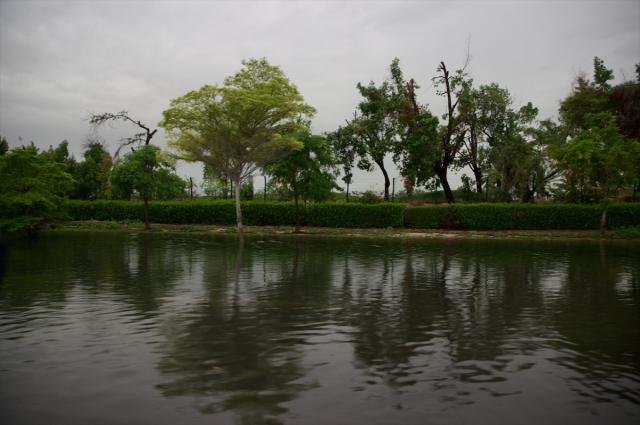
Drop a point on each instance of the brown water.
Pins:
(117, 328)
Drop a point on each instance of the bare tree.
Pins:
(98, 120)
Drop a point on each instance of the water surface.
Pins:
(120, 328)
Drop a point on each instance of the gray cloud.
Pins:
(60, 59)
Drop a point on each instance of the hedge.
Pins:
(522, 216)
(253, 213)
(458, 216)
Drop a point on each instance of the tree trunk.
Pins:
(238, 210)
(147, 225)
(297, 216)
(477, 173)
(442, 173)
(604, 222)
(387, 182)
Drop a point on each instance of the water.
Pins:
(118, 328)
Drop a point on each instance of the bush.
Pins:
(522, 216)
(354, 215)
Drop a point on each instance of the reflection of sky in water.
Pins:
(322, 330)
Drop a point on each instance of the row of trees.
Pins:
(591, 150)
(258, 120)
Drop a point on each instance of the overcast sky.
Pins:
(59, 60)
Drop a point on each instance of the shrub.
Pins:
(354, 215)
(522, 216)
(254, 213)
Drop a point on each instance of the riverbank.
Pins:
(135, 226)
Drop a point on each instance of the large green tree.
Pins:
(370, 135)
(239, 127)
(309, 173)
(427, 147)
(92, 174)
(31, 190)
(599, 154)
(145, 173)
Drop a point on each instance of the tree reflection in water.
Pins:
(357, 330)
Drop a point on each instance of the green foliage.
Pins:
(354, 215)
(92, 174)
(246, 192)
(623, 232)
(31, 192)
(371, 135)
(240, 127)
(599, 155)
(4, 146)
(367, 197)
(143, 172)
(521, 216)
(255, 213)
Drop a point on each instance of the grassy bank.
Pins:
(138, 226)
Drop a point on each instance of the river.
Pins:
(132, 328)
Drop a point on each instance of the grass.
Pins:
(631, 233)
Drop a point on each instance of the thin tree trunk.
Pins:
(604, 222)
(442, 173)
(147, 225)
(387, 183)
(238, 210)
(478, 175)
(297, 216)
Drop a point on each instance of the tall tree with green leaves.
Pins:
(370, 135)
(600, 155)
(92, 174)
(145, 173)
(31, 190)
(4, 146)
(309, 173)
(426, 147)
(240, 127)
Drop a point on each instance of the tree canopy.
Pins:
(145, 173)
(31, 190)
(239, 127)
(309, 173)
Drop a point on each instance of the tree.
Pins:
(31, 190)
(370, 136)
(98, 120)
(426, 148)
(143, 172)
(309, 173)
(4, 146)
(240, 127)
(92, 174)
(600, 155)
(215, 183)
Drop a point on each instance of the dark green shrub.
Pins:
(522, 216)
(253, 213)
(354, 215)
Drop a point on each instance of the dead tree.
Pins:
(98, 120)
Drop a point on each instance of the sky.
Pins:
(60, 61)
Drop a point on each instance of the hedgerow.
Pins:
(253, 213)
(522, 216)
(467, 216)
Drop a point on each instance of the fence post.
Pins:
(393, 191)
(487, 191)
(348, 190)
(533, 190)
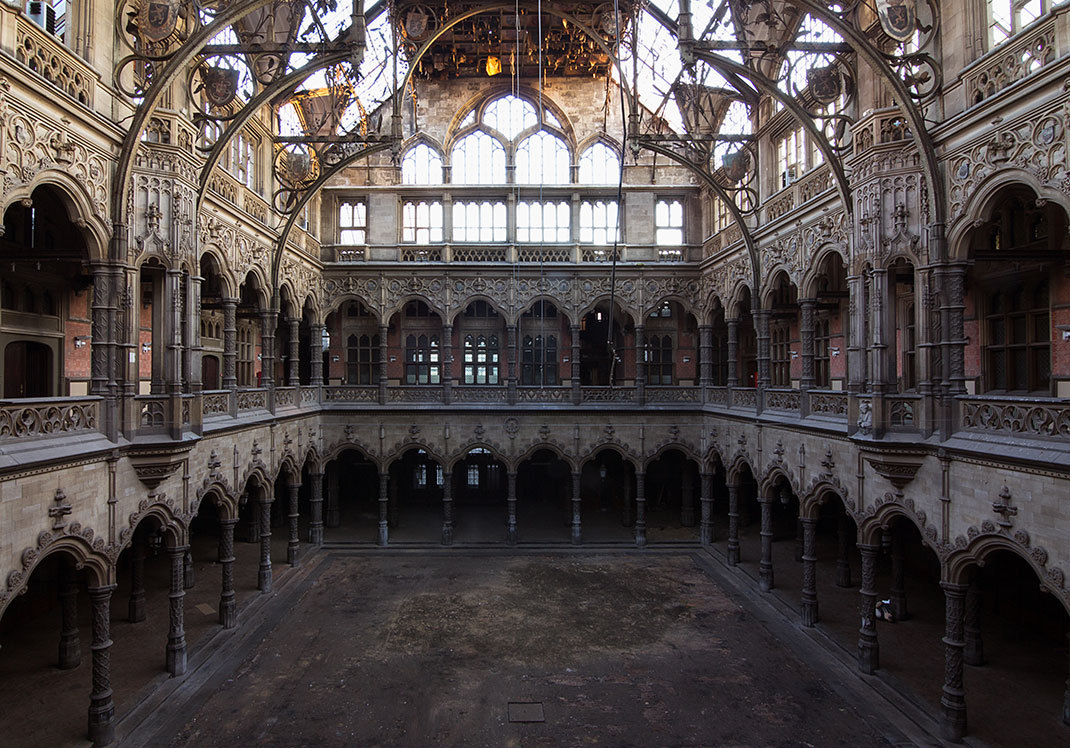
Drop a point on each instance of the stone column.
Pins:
--
» **Instructions for the task**
The required output is a verbatim repetition of the lines from the opening of the entries above through the line containing "Drop a point on each instance of the river.", inclusive, with no pictures and nothing else.

» **Written solution**
Drop a point on each instance of the brown water.
Pins:
(117, 328)
Drop a point on each instance of the bare tree.
Pins:
(98, 120)
Drop a point on each instance of the water surface.
Pins:
(120, 328)
Drop a point on each instance of the gray cloud.
Pins:
(60, 59)
Drop a point on each instance of the hedge.
Pins:
(522, 216)
(253, 213)
(458, 216)
Drop a point on each instance of the tree trunk.
Pins:
(238, 210)
(147, 225)
(297, 216)
(477, 173)
(442, 173)
(604, 222)
(387, 182)
Drop a point on each instance of the water.
Pins:
(118, 328)
Drop a point on each instance of the bush.
Pins:
(522, 216)
(354, 215)
Drop a point on each instance of the reflection of sky in water.
Pins:
(322, 330)
Drop a point on each instance of the row of trees.
Pins:
(591, 150)
(258, 120)
Drop a point on each instance of the overcast sky.
Pins:
(59, 60)
Drop a point on each instance of the shrub.
Pins:
(354, 215)
(522, 216)
(254, 213)
Drop a point on each instance of the riverbank.
Pins:
(135, 226)
Drop a point on each instance of the large green tree.
Pins:
(370, 135)
(239, 127)
(309, 173)
(427, 147)
(92, 174)
(31, 190)
(599, 154)
(145, 173)
Drop a point on each instance of the tree reflection in water.
Pins:
(357, 330)
Drop a point on each instance of the green foliage.
Pins:
(354, 215)
(92, 174)
(246, 192)
(623, 232)
(31, 192)
(371, 135)
(240, 127)
(599, 155)
(4, 146)
(367, 197)
(143, 172)
(521, 216)
(255, 213)
Drop a point on each instance of the grassy bank.
Pins:
(138, 226)
Drop a point on each instance of the river.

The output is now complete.